** Start RECORDS PROVIDED **
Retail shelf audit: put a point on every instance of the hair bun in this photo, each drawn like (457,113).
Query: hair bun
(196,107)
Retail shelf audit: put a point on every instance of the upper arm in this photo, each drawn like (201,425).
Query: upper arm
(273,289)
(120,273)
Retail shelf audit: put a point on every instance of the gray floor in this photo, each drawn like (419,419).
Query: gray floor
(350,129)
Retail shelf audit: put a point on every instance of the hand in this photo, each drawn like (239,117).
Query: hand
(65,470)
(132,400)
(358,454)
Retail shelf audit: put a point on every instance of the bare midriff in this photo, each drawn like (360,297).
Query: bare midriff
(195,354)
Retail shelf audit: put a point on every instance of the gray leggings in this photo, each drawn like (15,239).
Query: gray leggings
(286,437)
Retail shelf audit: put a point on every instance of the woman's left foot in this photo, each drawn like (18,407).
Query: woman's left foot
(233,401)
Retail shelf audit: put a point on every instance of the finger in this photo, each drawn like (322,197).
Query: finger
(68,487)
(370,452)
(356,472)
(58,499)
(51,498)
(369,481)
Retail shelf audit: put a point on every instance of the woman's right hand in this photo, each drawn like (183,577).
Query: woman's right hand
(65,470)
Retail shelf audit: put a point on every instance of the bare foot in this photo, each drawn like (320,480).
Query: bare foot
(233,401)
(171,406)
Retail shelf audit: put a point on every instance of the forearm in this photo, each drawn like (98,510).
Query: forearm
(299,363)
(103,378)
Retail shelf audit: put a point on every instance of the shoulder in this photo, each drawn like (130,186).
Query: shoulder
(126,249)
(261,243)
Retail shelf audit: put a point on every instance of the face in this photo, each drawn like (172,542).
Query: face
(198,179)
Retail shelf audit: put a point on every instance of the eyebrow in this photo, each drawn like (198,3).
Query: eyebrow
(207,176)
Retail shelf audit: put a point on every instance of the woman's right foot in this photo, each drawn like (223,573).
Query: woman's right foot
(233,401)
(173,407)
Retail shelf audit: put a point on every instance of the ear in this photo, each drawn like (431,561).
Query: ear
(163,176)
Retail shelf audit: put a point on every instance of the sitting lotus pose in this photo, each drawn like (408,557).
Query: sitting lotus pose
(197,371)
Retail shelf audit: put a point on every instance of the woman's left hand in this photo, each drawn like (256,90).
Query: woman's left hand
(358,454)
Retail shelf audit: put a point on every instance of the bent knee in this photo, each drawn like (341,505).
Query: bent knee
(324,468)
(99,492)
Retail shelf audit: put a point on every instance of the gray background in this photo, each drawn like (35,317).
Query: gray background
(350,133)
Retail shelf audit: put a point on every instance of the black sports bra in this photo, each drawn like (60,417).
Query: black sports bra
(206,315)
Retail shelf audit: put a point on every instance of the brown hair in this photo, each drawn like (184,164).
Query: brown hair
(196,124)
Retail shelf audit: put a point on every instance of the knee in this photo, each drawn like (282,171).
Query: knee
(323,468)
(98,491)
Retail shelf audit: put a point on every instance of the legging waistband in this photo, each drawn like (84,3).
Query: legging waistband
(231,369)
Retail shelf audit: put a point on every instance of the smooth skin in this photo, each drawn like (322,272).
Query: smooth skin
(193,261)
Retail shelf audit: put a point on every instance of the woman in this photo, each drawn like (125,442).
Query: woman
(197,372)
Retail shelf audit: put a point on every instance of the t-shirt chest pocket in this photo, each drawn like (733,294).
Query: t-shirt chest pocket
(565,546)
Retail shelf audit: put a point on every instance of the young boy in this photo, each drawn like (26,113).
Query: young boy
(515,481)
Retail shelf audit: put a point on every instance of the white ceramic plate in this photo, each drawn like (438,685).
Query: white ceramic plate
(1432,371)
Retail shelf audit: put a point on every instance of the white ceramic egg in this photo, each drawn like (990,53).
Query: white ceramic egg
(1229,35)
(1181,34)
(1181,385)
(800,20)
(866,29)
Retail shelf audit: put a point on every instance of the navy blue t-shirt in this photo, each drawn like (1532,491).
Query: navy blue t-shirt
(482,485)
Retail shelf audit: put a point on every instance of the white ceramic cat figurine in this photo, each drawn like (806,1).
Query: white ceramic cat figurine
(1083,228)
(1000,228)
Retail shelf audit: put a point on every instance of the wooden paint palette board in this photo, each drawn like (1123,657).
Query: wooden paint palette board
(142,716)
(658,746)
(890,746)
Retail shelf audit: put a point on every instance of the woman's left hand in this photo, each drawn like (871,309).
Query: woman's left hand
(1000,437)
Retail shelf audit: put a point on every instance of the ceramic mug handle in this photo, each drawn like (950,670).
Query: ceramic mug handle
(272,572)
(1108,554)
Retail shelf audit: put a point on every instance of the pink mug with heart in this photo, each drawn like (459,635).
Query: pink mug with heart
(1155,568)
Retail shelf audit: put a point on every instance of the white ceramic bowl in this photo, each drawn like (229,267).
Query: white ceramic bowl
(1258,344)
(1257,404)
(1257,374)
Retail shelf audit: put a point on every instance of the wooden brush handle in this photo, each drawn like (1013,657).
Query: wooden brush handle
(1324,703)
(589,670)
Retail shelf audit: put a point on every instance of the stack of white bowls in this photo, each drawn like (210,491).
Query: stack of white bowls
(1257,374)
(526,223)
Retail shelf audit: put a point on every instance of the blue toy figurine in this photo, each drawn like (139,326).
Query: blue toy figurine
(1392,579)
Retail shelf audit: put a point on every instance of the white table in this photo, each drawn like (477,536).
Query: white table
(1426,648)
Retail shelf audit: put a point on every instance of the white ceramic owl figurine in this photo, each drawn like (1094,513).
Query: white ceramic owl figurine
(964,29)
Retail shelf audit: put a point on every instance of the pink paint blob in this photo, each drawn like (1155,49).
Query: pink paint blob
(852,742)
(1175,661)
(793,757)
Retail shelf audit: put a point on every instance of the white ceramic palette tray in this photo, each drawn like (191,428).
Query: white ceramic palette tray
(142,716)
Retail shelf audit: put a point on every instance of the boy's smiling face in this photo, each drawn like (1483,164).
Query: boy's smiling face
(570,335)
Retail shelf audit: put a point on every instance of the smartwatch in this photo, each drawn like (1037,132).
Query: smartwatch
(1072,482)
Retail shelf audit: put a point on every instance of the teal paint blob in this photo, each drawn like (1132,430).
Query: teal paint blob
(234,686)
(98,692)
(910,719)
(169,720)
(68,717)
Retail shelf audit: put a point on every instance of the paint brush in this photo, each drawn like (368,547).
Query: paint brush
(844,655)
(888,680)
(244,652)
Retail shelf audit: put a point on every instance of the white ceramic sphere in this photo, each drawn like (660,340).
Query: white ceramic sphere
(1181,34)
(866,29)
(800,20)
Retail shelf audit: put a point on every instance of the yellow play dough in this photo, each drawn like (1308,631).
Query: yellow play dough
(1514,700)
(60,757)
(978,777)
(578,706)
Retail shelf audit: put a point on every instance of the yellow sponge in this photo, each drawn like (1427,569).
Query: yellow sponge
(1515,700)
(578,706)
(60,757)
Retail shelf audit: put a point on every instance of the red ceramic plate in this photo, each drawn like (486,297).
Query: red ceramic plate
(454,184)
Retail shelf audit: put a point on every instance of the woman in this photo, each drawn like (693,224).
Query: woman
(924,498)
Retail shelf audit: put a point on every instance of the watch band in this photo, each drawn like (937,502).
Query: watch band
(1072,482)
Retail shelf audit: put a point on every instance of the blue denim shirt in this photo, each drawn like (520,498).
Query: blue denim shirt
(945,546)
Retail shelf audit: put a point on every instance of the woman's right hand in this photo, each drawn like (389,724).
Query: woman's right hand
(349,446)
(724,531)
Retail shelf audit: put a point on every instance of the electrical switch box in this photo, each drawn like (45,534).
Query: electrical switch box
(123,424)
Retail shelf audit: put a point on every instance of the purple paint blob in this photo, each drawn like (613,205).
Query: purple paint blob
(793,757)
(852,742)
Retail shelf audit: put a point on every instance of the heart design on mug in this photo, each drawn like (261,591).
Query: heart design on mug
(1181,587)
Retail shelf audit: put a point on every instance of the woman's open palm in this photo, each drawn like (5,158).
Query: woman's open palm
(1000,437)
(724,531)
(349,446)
** End RECORDS PROVIDED **
■ DIRECTIVE ■
Retype the part of the records that opens with the line containing "drawn like (520,498)." and continues through the end of the records, reproducing every line unchanged.

■ ANSWER TO THIS PROBLEM ■
Retail shelf audit: put a point on every instance of the blue denim shirt in this photo, each drawn like (520,498).
Query: blue denim shirt
(945,546)
Retail shelf audit: put a point on every instance of the woman's right hand in this photo, each drawn like (389,724).
Query: woman's right hand
(349,446)
(724,531)
Retail shelf audit: put a point on every instance of the electrical switch box in this photo, each drawn like (45,534).
Query: electrical switch box
(123,424)
Retail shelf audit: put a point on every instance of the purple paint blob in this photo, each drawn like (613,205).
Query: purple paint blob
(793,757)
(852,742)
Retail shelf audit: put a point on every instance of the heart design on mug in this photo, each drawn like (261,591).
Query: heart design on mug
(1181,587)
Retail shelf audit: put a point on every instance of the woman's open palm in this photo, each drawn like (5,158).
Query: woman's open palm
(1000,437)
(724,531)
(349,446)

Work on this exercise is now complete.